Written tasks:
1: Say whether each statement agrees with the kernel programming thread, answering yes or no and quoting the deciding words: (a) The first commenter spent about ten years designing chips. (b) A reply states that printk() cannot be called in NMI context. (c) The self-trained commenter began by building nubus cards for PCs.
2: Please extract the kernel programming thread from "No, printk() is" up to and including "it out now!".
3: Extend the kernel programming thread onward from its final post.

Passage provided:
+---+
So a story: I've been a kernel hack since Unix V6, made a living doing it one way or another for over half my life ... learning to think about concurrency, time, interrupts, race conditions etc is hard, very hard - I got pretty good at it ... but then my career took a diversion, I designed chips for a decade or so, everything is concurrency, at the lowest levels .... after a while I came back to doing kernel stuff and found that with this new background all that hard stuff was trivial and obvious.
Mostly you just have to steep your brain in it for long enough
That’s exactly it. It’s the only way to master something. The more varied exposure over time we have to the core ideas of a discipline, the more we come to master the thought process of comprehending it’s limits and possibilities to the extent where we can make it do whatever we like.
I'm self trained in electronics, I'd started building nubus cards for Mac's and was hired as an architect for new graphics cards ... Started using C as an architectural reference language, from there it was a small step to using verilog instead ... Pretty soon I was building CPUs .... I've always been the hardware guy who understands software, and/or the software guy who understands hardware
>learning to think about concurrency, time, interrupts, race conditions
So what books can you recommend to understand the above subjects? I know of only UNIX Systems for Modern Architectures: Symmetric Multiprocessing and Caching for Kernel Programmers by Curt Schimmel.
>everything is concurrency, at the lowest levels .... after a while I came back to doing kernel stuff and found that with this new background all that hard stuff was trivial and obvious
I see a lot of HDL programmers say this. But how exactly do you map the concepts since the very language semantics between HDLs and "Standard" computer languages are different?
Consider the simplest RISC execution path, from the software view there is an instruction executing in one cycle but from the hardware view in the same cycle along with the execute there is a different decode and fetch happening.
Yes it's thinking about designs partly at that level - but, we don't just design CPUs, it's also understanding synchronization right down to the gate and flop level .... and you need to understand, and deal with, things like metastability ... effectively there exist things that can't always be synchronized, that sometimes fail and you need to deal with them .... and sometimes fail and can't be dealt with, all you can do is to design to minimize those failures .... (done right your design only melts down into a hot buzzy charred mess every century or so - not an issue that software ever needs to deal with)
> However, printk can block (while allocating memory)
No, printk() is magic. It can be called even in NMI context, which is a worse place. Quoting https://lwn.net/Articles/800946/, "[...] kernel code must be able to call printk() from any context. Calls from atomic context prevent it from blocking; calls from non-maskable interrupts (NMIs) can even rule out the use of spinlocks. [...]"
This is really good to know. I had assumed it could block when allocating memory for the formatted string buffer, but the rationale explained in that article makes a lot of sense. Being able to use printk simplifes things a lot.
I hadn't considered eBPF because I needed some pretty obscure information from the kernel internals (i.e. the addresses of the `struct file`s) and I didn't realize eBPF was as capable as it is. Another commenter suggested trying it, though, so I'm checking it out now!
I did use printk for debugging, but I (incorrectly) assumed it could block. Another commenter pointed out that this is not the case. TIL!
The gdb link looks very helpful and I'll try that next time. Thanks for linking that.
+---+
Data section:
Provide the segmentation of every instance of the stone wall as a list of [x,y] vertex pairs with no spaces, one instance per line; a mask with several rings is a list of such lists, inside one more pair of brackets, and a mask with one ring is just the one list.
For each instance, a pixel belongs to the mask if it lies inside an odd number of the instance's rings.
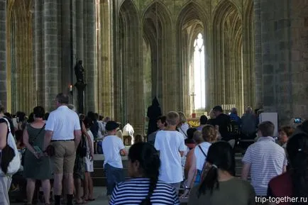
[[0,103],[6,107],[6,1],[0,0]]
[[[307,118],[308,2],[262,0],[256,3],[259,7],[256,11],[260,12],[256,25],[261,25],[256,73],[262,76],[258,80],[262,81],[262,94],[258,92],[258,96],[263,96],[263,108],[265,111],[277,112],[282,124],[293,117]],[[260,31],[256,32],[259,38]]]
+---+
Task answers:
1:
(a) Yes: "I designed chips for a decade or so"
(b) No: "It can be called even in NMI context"
(c) No: "I'd started building nubus cards for Mac's"

2:
No, printk() is magic. It can be called even in NMI context, which is a worse place. Quoting https://lwn.net/Articles/800946/, "[...] kernel code must be able to call printk() from any context. Calls from atomic context prevent it from blocking; calls from non-maskable interrupts (NMIs) can even rule out the use of spinlocks. [...]"
This is really good to know. I had assumed it could block when allocating memory for the formatted string buffer, but the rationale explained in that article makes a lot of sense. Being able to use printk simplifes things a lot.
I hadn't considered eBPF because I needed some pretty obscure information from the kernel internals (i.e. the addresses of the `struct file`s) and I didn't realize eBPF was as capable as it is. Another commenter suggested trying it, though, so I'm checking it out now!

3:
"But when BPF got extended, it allowed users to add code that is executed by the kernel in a safe manner in various points of its execution, not only in the network code."
Where would you look for a list of what you can do with eBPF and how? (I think maybe I’m searching for a list of hook points?) I keep seeing tantalizing hints about all of the things it lets you do, but the tutorials I’ve seen only seem to cover networking and tracing.
(The project I have in mind at the moment is making a bindfs-like filesystem without FUSE, but I’ve had a few different ideas where eBPF seemed like it might have been a good fit if I could figure it out.)
Hi HN, this was my first attempt at writing any sort of kernel code. I would love to hear your thoughts on this experience and on the fixes I applied, especially from anyone with more Linux experience than me :)
You should also check out bpftrace which is a specific DSL to write both the kernel and userspace part in one language - rather than the mixed python/C approach people mostly took before that. And you can output things potentially as text or json for parsing.
Seems like someone did try to get those functions exported, but the maintainer rejected it, saying that no driver should be poking so deep into fd internals. Makes sense. Your use case is kind of niche.
It could be handled differently. The kernel author could simply say "this isn't how the kernel works, so we cannot accept this". There isn't a need to come up with wacky insults, as humorous as they may be.
> Sounds harsh. Now for comparison try standing next to an electrician and suggest alternate ways of doing things that are dangerous and wrong.
To become an electrician you take classes and become certified. How does someone become a kernel developer? I would assume by interacting with other kernel developers, suggesting ideas, getting feedback on those ideas, etc.
An electrician wiring a house is a single person job. An open source project is a team job, and there's a reason development takes place out in the open: so that others can contribute. If outside contributions to the project isn't allowed, why not make it a source available project instead of open source?
Definitely try to get comfortable with building a kernel eventually. You don't have to run it on your bare metal machine; you can boot test kernels in a VM. The actual test / development process is not especially different between kernel and modules.
I see the world “nightmare” used a lot in this attic ale.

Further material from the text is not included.